EXERCISE DETAILS
Please return the lines below verbatim, beginning at the one that has "DETECT brown sauce" and stopping after the one that has "DETECT bright red", and add no other lines.

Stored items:
________
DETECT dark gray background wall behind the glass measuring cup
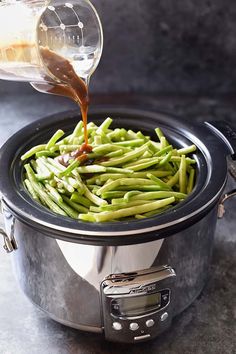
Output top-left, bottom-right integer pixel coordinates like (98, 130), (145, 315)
(0, 0), (236, 95)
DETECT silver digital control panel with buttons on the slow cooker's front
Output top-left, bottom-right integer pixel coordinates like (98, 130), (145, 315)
(101, 266), (176, 343)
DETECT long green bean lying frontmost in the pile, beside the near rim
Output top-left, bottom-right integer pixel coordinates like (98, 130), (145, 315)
(91, 197), (175, 222)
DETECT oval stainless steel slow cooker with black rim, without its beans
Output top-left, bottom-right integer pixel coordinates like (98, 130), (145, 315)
(0, 106), (236, 343)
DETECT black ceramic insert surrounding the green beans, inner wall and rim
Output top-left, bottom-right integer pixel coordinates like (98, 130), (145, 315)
(0, 107), (231, 245)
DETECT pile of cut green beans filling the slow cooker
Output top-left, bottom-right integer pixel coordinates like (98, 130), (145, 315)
(21, 118), (196, 222)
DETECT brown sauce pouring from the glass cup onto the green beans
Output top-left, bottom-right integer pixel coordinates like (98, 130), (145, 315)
(6, 43), (95, 165)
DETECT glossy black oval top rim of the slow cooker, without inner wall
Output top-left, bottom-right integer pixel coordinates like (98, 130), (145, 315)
(0, 107), (227, 244)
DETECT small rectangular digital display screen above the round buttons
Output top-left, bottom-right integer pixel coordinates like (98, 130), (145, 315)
(112, 293), (161, 317)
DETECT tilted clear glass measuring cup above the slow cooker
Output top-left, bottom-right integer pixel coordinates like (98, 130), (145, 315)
(0, 0), (103, 95)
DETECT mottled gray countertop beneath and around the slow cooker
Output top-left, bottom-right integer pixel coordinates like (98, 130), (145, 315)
(0, 86), (236, 354)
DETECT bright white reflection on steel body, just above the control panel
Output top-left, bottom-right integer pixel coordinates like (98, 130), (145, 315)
(57, 240), (163, 291)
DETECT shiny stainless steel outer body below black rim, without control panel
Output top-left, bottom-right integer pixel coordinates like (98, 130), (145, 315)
(1, 202), (217, 331)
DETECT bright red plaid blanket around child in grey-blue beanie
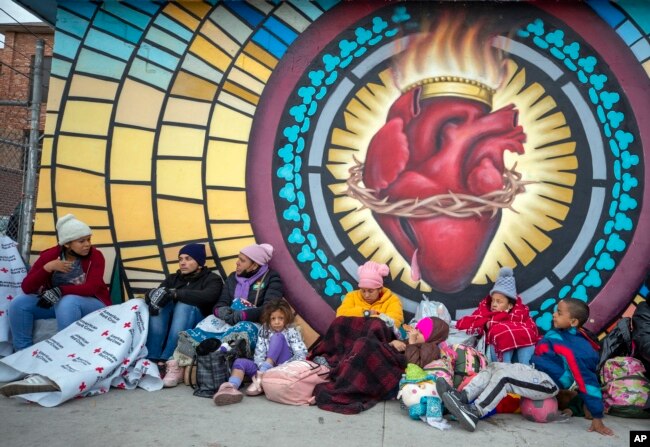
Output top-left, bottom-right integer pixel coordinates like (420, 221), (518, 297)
(456, 295), (539, 359)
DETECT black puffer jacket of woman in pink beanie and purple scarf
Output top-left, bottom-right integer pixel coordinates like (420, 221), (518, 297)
(214, 270), (284, 323)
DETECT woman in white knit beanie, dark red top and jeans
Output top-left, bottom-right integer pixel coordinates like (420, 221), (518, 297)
(9, 214), (111, 351)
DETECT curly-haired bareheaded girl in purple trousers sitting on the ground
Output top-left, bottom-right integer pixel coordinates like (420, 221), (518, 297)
(213, 299), (307, 405)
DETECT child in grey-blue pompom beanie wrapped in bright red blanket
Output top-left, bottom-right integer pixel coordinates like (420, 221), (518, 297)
(456, 267), (539, 365)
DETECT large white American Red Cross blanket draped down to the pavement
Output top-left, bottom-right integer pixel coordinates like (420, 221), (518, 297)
(0, 299), (162, 407)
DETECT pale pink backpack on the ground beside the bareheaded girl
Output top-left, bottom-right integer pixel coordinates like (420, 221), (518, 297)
(262, 360), (330, 405)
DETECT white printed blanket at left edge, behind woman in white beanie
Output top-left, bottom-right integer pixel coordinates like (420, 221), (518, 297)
(0, 236), (27, 357)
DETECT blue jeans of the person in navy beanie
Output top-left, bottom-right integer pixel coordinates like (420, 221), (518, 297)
(147, 302), (203, 360)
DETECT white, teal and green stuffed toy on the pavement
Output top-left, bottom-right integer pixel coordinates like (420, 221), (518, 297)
(397, 363), (451, 430)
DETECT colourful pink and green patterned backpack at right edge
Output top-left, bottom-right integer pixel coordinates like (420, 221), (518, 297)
(600, 357), (650, 419)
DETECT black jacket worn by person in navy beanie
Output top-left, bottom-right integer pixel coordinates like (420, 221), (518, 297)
(153, 268), (223, 317)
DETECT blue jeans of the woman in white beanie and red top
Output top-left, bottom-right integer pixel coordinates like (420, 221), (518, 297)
(9, 294), (104, 351)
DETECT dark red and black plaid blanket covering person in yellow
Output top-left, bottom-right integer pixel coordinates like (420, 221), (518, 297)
(312, 317), (406, 414)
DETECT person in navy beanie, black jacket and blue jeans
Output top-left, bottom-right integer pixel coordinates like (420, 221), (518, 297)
(145, 244), (223, 387)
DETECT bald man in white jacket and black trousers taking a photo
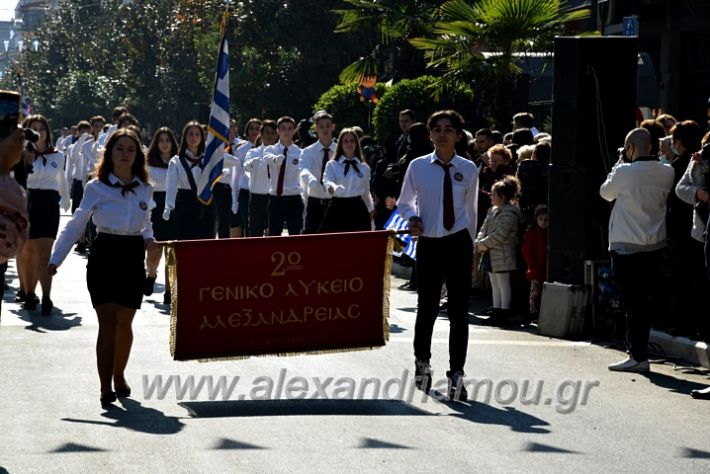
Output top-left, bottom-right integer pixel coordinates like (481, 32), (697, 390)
(599, 128), (674, 373)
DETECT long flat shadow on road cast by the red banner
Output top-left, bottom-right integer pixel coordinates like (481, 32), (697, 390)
(178, 400), (431, 418)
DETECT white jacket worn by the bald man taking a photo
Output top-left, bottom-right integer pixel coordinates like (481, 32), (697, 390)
(599, 159), (674, 250)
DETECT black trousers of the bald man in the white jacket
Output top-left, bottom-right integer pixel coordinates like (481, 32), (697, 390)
(611, 249), (668, 362)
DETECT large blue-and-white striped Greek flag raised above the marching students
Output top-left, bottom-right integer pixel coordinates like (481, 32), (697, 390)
(197, 14), (229, 204)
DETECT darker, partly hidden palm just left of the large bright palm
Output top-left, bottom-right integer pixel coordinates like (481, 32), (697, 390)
(333, 0), (440, 84)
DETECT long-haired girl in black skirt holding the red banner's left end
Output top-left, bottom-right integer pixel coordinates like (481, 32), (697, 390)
(48, 129), (155, 406)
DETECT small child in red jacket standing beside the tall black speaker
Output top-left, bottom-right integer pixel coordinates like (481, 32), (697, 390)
(521, 204), (549, 319)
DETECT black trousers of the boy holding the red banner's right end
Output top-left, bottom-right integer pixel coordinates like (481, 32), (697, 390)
(414, 230), (473, 372)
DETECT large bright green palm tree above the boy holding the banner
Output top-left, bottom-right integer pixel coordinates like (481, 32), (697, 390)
(410, 0), (589, 125)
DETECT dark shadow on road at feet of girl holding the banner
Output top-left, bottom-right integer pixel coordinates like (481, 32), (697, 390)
(62, 398), (185, 435)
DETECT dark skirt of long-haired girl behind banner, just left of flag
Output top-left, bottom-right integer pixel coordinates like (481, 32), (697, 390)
(173, 189), (216, 240)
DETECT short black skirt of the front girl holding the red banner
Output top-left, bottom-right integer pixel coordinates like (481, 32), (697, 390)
(86, 233), (145, 309)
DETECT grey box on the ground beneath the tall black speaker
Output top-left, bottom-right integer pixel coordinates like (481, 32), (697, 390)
(538, 282), (589, 339)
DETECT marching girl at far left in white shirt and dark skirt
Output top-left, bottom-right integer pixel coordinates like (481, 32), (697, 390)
(16, 115), (69, 316)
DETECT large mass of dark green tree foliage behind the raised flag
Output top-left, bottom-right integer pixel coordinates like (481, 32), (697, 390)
(0, 0), (372, 133)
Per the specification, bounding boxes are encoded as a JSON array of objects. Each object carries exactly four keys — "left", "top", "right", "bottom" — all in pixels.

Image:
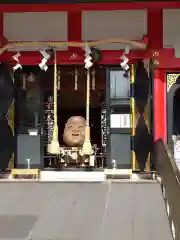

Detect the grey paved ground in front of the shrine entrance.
[{"left": 0, "top": 182, "right": 172, "bottom": 240}]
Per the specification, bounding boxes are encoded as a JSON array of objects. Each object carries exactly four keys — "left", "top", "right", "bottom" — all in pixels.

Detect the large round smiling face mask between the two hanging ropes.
[{"left": 63, "top": 116, "right": 86, "bottom": 147}]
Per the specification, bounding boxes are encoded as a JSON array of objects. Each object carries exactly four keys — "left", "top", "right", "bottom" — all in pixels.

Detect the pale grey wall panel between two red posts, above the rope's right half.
[{"left": 82, "top": 10, "right": 147, "bottom": 50}]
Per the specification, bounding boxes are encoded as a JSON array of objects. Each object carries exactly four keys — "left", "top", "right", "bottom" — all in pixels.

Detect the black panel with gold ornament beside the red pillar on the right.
[{"left": 134, "top": 61, "right": 152, "bottom": 171}]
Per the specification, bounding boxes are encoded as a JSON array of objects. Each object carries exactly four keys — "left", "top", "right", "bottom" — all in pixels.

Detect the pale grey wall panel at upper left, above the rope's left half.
[{"left": 4, "top": 12, "right": 67, "bottom": 49}]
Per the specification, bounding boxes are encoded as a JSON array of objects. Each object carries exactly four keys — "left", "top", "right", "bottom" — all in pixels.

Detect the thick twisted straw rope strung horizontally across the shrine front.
[{"left": 0, "top": 38, "right": 146, "bottom": 55}]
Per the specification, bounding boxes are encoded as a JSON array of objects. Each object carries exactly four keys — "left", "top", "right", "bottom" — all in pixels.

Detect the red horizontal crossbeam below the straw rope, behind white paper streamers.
[{"left": 0, "top": 48, "right": 180, "bottom": 69}]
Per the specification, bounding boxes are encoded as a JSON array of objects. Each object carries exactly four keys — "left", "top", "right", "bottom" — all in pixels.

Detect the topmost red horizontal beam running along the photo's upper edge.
[{"left": 0, "top": 1, "right": 180, "bottom": 12}]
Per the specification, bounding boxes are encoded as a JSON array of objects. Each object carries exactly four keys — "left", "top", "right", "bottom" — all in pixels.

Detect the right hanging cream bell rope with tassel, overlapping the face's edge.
[{"left": 82, "top": 68, "right": 93, "bottom": 155}]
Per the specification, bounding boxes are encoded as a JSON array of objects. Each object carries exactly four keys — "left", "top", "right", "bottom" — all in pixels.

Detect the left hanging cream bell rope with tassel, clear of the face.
[{"left": 48, "top": 52, "right": 60, "bottom": 154}]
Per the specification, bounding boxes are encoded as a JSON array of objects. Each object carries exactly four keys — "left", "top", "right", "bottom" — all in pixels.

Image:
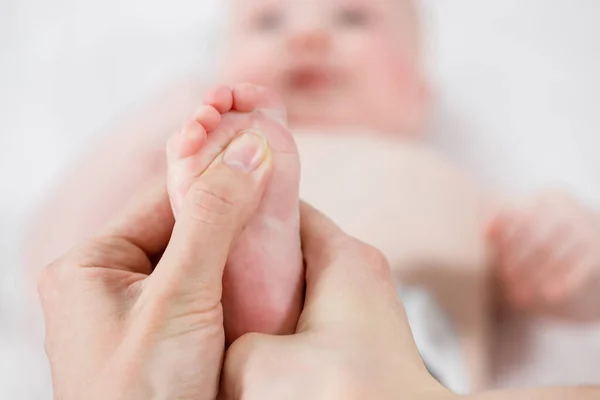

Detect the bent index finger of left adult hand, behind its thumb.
[{"left": 104, "top": 176, "right": 174, "bottom": 257}]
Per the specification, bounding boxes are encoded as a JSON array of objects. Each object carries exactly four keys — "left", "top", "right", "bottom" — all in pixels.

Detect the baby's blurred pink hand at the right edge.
[{"left": 489, "top": 194, "right": 600, "bottom": 308}]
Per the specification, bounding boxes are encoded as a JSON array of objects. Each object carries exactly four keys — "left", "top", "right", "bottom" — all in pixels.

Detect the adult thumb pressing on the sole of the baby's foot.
[{"left": 150, "top": 133, "right": 272, "bottom": 301}]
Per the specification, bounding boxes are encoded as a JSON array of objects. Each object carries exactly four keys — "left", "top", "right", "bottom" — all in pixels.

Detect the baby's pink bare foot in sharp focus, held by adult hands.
[{"left": 167, "top": 84, "right": 304, "bottom": 343}]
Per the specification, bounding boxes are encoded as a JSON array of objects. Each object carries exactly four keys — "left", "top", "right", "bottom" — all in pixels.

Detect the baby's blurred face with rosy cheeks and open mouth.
[{"left": 223, "top": 0, "right": 427, "bottom": 133}]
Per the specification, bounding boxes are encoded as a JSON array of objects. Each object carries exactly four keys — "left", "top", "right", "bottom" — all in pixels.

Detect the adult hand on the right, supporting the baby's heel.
[{"left": 222, "top": 205, "right": 454, "bottom": 400}]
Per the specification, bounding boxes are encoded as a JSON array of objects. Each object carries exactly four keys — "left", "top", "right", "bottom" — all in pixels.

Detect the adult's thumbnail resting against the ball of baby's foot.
[{"left": 223, "top": 132, "right": 267, "bottom": 172}]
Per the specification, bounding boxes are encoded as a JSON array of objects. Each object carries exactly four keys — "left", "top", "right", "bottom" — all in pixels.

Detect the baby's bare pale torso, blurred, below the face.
[{"left": 296, "top": 132, "right": 487, "bottom": 275}]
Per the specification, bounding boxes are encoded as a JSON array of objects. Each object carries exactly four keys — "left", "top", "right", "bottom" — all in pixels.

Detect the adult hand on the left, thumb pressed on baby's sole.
[{"left": 39, "top": 132, "right": 272, "bottom": 400}]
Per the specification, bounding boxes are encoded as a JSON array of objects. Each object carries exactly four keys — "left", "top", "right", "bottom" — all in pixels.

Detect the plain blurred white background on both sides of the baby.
[{"left": 0, "top": 0, "right": 600, "bottom": 400}]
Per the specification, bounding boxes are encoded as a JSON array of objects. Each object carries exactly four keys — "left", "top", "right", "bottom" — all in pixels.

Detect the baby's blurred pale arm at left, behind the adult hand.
[{"left": 25, "top": 81, "right": 203, "bottom": 277}]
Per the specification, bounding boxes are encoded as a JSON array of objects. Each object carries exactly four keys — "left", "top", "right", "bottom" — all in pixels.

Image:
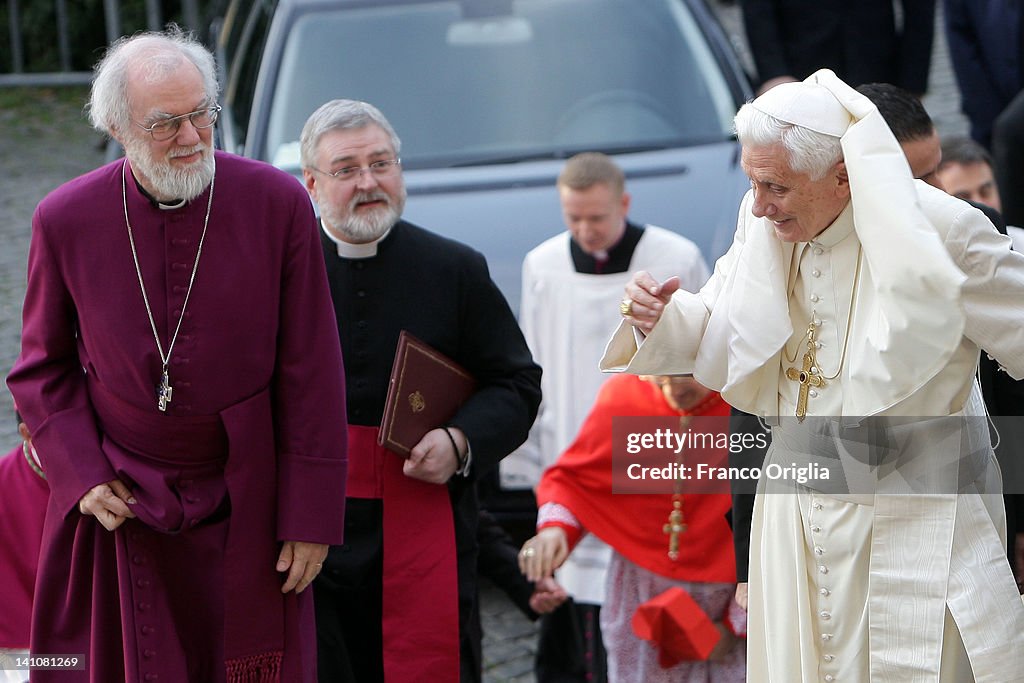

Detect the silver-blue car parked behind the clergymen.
[{"left": 211, "top": 0, "right": 751, "bottom": 308}]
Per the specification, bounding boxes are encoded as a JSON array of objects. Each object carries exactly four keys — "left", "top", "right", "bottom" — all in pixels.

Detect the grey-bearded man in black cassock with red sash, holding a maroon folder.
[{"left": 301, "top": 99, "right": 541, "bottom": 683}]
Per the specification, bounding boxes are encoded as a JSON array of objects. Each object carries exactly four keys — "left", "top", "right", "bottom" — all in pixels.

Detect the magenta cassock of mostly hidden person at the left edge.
[{"left": 0, "top": 445, "right": 50, "bottom": 650}]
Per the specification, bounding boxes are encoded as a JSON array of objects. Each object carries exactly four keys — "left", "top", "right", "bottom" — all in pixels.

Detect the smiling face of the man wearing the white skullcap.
[{"left": 741, "top": 144, "right": 850, "bottom": 242}]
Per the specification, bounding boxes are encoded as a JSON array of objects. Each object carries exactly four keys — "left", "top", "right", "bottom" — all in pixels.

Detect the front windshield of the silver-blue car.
[{"left": 262, "top": 0, "right": 735, "bottom": 169}]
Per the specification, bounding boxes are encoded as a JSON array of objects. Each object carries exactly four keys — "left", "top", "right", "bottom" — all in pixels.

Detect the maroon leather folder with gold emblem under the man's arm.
[{"left": 377, "top": 330, "right": 476, "bottom": 458}]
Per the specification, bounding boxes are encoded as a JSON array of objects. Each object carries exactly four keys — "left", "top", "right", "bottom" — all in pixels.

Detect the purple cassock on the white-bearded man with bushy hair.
[{"left": 7, "top": 153, "right": 346, "bottom": 683}]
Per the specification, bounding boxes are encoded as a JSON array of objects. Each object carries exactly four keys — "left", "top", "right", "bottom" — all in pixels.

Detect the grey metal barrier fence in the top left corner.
[{"left": 0, "top": 0, "right": 202, "bottom": 87}]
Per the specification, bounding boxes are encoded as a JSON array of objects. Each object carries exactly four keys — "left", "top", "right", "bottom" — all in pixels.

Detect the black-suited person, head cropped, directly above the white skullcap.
[{"left": 739, "top": 0, "right": 937, "bottom": 94}]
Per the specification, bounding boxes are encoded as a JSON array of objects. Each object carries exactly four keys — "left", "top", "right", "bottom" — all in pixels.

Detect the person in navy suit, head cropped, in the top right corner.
[{"left": 943, "top": 0, "right": 1024, "bottom": 148}]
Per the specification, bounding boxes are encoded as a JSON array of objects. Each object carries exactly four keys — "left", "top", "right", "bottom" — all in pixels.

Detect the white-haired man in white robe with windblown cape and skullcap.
[{"left": 602, "top": 70, "right": 1024, "bottom": 683}]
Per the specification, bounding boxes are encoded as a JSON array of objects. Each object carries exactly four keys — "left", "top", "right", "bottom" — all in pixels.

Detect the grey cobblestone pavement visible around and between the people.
[{"left": 0, "top": 0, "right": 967, "bottom": 683}]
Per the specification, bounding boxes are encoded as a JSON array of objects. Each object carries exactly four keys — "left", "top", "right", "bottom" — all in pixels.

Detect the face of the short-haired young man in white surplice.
[{"left": 558, "top": 182, "right": 630, "bottom": 254}]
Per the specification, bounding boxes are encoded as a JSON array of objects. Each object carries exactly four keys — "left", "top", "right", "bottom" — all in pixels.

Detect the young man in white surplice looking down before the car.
[{"left": 501, "top": 153, "right": 709, "bottom": 683}]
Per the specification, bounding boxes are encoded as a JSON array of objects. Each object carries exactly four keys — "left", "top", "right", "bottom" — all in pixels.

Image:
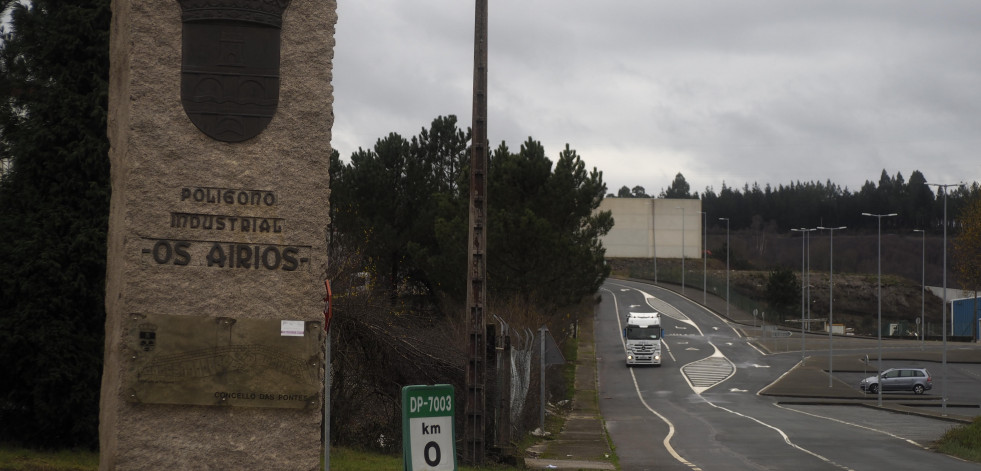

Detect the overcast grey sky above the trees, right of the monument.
[{"left": 332, "top": 0, "right": 981, "bottom": 194}]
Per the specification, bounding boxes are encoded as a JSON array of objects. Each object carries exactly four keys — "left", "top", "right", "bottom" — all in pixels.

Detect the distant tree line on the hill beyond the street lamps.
[{"left": 620, "top": 170, "right": 981, "bottom": 316}]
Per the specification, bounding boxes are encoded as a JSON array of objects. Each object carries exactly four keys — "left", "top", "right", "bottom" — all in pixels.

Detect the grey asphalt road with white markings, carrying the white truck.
[{"left": 595, "top": 280, "right": 981, "bottom": 471}]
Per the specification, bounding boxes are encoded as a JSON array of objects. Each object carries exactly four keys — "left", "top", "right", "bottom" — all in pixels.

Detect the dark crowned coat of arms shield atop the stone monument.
[{"left": 177, "top": 0, "right": 290, "bottom": 142}]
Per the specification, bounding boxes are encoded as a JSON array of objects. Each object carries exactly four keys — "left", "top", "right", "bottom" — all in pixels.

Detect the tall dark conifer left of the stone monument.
[{"left": 0, "top": 0, "right": 111, "bottom": 446}]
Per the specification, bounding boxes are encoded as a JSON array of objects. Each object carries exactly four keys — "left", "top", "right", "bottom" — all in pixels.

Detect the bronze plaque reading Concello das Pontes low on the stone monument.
[{"left": 126, "top": 314, "right": 323, "bottom": 409}]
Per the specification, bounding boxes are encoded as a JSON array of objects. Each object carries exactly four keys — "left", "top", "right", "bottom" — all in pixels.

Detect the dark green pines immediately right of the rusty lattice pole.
[{"left": 487, "top": 138, "right": 613, "bottom": 307}]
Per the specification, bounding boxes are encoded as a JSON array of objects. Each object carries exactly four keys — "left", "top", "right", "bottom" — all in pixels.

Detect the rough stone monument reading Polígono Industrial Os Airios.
[{"left": 99, "top": 0, "right": 337, "bottom": 470}]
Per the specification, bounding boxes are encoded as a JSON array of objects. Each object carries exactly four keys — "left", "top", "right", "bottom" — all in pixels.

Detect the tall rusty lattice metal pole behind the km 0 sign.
[{"left": 464, "top": 0, "right": 488, "bottom": 464}]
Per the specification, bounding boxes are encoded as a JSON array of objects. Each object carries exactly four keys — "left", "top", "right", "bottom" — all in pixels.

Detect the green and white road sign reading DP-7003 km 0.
[{"left": 402, "top": 384, "right": 456, "bottom": 471}]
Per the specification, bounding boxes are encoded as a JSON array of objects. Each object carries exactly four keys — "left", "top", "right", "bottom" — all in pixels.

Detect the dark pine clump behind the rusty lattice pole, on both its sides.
[{"left": 330, "top": 115, "right": 613, "bottom": 309}]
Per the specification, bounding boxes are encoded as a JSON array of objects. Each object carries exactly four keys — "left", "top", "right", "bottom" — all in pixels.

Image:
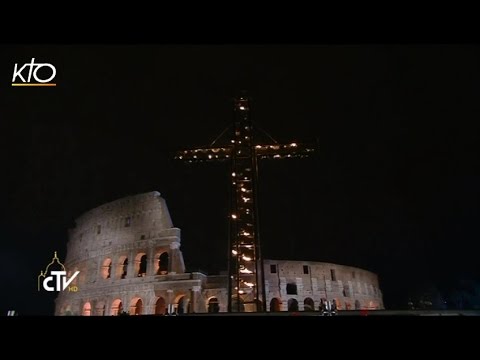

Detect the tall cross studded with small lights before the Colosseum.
[{"left": 175, "top": 96, "right": 315, "bottom": 312}]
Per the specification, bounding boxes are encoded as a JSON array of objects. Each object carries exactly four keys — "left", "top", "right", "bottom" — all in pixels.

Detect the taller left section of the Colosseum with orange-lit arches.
[{"left": 55, "top": 192, "right": 199, "bottom": 315}]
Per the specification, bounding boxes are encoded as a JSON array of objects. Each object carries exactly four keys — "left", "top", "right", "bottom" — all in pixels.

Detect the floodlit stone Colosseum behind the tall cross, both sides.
[{"left": 55, "top": 192, "right": 383, "bottom": 316}]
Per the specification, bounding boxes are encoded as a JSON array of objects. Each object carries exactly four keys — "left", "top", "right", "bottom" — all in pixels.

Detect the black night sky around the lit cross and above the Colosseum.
[{"left": 0, "top": 45, "right": 480, "bottom": 315}]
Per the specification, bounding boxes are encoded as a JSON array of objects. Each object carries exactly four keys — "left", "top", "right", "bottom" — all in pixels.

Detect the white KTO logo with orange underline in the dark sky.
[{"left": 12, "top": 58, "right": 57, "bottom": 86}]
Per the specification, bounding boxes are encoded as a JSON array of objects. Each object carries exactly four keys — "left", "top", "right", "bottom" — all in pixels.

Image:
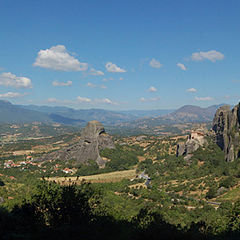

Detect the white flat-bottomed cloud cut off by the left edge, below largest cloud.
[{"left": 0, "top": 72, "right": 32, "bottom": 88}]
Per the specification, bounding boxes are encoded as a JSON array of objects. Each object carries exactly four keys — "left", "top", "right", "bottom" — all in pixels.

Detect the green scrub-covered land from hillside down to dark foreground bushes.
[{"left": 0, "top": 135, "right": 240, "bottom": 239}]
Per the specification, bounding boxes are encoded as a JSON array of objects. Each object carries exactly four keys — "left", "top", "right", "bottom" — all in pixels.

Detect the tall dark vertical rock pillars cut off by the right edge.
[{"left": 212, "top": 104, "right": 240, "bottom": 162}]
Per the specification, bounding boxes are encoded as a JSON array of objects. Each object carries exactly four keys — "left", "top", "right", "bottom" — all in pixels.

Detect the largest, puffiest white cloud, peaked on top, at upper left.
[{"left": 33, "top": 45, "right": 88, "bottom": 71}]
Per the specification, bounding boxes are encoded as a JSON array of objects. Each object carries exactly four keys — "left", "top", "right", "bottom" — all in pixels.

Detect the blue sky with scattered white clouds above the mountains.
[{"left": 0, "top": 0, "right": 240, "bottom": 110}]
________
RESPONSE BOX
DETECT brown sauce pouring from the glass cup onto the green beans
Output top-left, bottom-right integer pixel coordinates like (98, 130), (145, 315)
(6, 43), (95, 165)
DETECT glossy black oval top rim of the slow cooker, without inner wall
Output top-left, bottom-right integer pixel coordinates like (98, 130), (145, 315)
(0, 107), (227, 244)
DETECT small rectangular digital display screen above the round buttons
Output top-left, bottom-right integer pixel coordinates like (98, 130), (145, 315)
(112, 293), (161, 317)
DETECT tilted clear glass measuring cup above the slow cooker
Output top-left, bottom-right integer pixel coordinates like (98, 130), (145, 315)
(0, 0), (103, 95)
DETECT mottled gray countertop beneath and around the slow cooker
Output top-left, bottom-right integer pixel coordinates like (98, 130), (145, 315)
(0, 86), (236, 354)
DETECT bright white reflection on steel body, just above the control panel
Output top-left, bottom-right integer pixel coordinates like (98, 130), (145, 315)
(57, 240), (163, 291)
DETECT shiny stainless steel outer body below black rim, without control panel
Output top-left, bottom-right integer pixel coordinates like (98, 130), (145, 315)
(1, 202), (217, 331)
DETECT bright red plaid blanket around child in grey-blue beanie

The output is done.